(Raw listing)
┏━━
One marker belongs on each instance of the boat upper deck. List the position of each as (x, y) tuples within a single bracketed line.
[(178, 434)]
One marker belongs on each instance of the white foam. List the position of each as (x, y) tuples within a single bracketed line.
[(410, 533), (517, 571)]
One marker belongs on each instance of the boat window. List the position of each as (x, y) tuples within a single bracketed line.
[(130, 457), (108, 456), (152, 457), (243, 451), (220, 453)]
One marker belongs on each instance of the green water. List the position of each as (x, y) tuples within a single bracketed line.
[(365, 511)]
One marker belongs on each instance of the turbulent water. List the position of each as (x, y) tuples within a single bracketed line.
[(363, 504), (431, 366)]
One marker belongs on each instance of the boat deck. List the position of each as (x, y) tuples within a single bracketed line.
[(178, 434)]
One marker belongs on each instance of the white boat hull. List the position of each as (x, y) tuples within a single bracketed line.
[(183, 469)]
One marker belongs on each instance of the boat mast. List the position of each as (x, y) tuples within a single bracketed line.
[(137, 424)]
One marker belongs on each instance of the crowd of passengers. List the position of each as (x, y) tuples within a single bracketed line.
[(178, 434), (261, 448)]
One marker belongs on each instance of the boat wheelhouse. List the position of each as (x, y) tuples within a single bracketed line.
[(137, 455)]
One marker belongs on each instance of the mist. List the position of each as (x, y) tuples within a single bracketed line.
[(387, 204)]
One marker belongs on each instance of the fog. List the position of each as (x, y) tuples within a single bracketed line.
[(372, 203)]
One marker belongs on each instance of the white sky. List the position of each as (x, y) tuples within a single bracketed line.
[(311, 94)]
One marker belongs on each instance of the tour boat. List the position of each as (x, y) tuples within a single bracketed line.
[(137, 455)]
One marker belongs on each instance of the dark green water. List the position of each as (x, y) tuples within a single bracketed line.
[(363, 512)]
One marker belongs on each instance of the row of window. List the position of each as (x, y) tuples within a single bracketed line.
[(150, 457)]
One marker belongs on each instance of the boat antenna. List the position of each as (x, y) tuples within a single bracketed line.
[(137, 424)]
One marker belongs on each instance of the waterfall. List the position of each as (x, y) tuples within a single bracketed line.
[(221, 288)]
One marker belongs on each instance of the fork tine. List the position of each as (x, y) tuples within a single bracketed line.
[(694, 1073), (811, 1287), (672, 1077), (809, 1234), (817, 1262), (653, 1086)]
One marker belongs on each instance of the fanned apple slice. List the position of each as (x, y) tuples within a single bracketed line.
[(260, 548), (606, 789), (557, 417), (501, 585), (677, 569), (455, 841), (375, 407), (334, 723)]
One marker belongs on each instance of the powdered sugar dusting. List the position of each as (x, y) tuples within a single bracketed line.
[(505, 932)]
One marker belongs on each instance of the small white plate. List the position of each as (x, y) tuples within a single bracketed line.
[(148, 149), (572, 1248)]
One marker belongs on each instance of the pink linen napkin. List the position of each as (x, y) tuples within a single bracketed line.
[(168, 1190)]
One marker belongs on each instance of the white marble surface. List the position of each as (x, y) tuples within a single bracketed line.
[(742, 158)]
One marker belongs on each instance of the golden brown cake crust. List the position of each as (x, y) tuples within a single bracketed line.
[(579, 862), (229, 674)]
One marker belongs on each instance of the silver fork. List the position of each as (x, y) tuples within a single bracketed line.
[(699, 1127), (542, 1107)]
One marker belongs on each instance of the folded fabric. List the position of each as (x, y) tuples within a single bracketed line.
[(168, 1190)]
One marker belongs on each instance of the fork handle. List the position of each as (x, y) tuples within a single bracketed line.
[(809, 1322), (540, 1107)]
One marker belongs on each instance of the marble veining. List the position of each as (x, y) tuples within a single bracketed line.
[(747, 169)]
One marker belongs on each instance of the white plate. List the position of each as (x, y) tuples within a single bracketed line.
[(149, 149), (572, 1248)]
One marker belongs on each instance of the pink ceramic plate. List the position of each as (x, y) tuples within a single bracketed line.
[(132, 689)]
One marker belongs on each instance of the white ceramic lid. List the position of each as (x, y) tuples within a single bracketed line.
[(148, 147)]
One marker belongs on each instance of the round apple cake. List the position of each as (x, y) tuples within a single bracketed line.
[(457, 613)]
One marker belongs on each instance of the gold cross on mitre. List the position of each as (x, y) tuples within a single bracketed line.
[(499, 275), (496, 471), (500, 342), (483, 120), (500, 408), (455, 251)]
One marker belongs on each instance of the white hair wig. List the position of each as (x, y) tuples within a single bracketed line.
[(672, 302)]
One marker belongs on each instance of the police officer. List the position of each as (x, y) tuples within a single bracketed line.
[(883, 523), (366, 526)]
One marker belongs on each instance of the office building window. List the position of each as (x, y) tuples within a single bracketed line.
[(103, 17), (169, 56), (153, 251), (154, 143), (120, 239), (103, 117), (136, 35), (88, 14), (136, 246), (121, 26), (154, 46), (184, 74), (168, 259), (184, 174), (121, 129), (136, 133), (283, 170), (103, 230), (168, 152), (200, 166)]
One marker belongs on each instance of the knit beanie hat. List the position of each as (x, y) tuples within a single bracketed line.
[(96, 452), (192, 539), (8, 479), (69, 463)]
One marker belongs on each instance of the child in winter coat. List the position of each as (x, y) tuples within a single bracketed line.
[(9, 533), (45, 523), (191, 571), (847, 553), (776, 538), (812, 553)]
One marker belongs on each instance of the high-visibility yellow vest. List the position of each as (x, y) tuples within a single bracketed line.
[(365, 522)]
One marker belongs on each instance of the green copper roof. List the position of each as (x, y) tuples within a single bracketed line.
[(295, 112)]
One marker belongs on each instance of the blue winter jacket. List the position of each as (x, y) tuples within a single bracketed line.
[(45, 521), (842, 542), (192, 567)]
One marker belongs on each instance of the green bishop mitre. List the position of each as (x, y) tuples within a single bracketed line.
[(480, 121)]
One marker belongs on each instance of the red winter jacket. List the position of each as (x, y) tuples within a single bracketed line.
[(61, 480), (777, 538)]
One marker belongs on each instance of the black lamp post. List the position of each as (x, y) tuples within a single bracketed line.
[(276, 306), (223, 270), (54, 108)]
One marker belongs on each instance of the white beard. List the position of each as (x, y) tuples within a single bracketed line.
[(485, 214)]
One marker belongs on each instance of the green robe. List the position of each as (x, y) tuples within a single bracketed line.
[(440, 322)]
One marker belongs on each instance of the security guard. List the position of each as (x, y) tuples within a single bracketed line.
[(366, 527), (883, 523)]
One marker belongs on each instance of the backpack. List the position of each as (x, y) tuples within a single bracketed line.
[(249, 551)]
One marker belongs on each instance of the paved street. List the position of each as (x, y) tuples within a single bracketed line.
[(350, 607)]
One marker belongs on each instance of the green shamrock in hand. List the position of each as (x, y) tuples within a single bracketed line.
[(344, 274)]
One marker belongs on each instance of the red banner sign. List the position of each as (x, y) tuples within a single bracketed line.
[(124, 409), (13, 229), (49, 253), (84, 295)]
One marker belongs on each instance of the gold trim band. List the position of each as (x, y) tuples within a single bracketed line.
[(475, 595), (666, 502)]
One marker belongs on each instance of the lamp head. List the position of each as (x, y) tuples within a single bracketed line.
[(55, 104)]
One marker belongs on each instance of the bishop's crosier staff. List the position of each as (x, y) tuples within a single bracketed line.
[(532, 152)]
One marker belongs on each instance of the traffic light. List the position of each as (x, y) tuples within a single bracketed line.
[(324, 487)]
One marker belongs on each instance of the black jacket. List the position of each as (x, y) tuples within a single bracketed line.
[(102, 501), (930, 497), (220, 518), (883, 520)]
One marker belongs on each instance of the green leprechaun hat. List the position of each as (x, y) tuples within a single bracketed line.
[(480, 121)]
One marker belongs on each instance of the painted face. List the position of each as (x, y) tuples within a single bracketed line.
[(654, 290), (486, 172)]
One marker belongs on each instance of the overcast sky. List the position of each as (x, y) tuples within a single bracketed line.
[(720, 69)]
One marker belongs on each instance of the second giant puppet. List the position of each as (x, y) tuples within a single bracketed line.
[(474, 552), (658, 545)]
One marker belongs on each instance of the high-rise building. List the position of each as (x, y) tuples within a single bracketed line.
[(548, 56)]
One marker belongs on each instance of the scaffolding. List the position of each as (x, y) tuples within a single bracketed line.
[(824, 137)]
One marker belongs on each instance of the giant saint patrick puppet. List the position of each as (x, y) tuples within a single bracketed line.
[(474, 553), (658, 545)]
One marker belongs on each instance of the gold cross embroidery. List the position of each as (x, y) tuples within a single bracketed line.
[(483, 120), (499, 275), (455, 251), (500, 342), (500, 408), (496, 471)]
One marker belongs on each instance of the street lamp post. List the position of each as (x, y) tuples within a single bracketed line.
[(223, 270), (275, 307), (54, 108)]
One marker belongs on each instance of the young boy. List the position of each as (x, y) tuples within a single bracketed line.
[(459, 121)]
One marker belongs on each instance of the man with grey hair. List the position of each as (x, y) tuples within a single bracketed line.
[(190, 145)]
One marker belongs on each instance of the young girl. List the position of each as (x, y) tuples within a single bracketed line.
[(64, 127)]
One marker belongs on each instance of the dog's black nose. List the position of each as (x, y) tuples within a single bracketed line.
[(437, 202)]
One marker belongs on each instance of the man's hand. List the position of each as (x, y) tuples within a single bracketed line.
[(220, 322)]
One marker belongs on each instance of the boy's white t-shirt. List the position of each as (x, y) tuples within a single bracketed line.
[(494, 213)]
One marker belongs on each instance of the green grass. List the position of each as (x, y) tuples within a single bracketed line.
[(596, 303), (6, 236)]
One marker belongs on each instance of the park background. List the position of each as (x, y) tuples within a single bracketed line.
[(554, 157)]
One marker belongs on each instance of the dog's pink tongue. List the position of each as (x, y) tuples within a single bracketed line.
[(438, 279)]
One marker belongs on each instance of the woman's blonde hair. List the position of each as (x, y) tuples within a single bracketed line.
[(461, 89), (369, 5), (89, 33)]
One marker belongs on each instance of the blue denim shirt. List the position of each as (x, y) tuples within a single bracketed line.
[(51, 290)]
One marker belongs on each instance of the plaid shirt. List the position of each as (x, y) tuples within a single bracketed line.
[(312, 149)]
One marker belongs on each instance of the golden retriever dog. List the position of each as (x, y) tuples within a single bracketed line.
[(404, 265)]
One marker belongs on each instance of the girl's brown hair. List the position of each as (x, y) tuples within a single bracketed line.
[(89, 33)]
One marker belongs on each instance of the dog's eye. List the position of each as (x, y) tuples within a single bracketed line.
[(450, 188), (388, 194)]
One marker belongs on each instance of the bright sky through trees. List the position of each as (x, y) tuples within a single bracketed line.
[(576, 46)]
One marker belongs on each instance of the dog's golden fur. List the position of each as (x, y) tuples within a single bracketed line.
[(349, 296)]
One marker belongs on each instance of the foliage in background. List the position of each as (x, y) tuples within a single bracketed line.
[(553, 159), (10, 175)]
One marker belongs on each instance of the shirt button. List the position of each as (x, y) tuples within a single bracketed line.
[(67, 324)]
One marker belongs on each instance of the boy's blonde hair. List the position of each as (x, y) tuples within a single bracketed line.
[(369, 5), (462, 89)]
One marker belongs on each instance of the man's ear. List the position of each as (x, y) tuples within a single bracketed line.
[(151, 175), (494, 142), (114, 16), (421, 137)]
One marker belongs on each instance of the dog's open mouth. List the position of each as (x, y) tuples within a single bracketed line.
┗━━
Written problem: Render the stretch of the listing from the line containing "One marker belongs on each instance of the dog's black" through the line containing "[(461, 89), (369, 5), (89, 33)]" as a JSON list of strings, one string per line, with blank lines left out.

Full solution:
[
  "One marker belongs on each instance of the dog's black nose. List the position of each as (x, y) tuples within a single bracketed line.",
  "[(437, 202)]",
  "One marker belongs on each instance of the man's hand. List the position of each as (x, y) tuples within a single bracketed line.",
  "[(220, 322)]",
  "One marker belongs on each instance of the boy's white t-shirt. List the position of each as (x, y) tuples within a single bracketed line.",
  "[(494, 213)]",
  "One marker belongs on each instance of the green grass. List the position of each as (x, y) tuples within a single bracketed line.",
  "[(596, 303), (6, 236)]",
  "One marker belongs on each instance of the park background. List the position of each as (x, y) tuples within a single bracketed line.",
  "[(554, 157)]",
  "One marker belongs on each instance of the dog's pink tongue. List the position of each as (x, y) tuples within a single bracketed line.",
  "[(438, 279)]",
  "One marker belongs on each instance of the woman's blonde hair. List the position of each as (x, y) tuples within a single bracketed line.",
  "[(461, 89), (369, 5), (89, 33)]"
]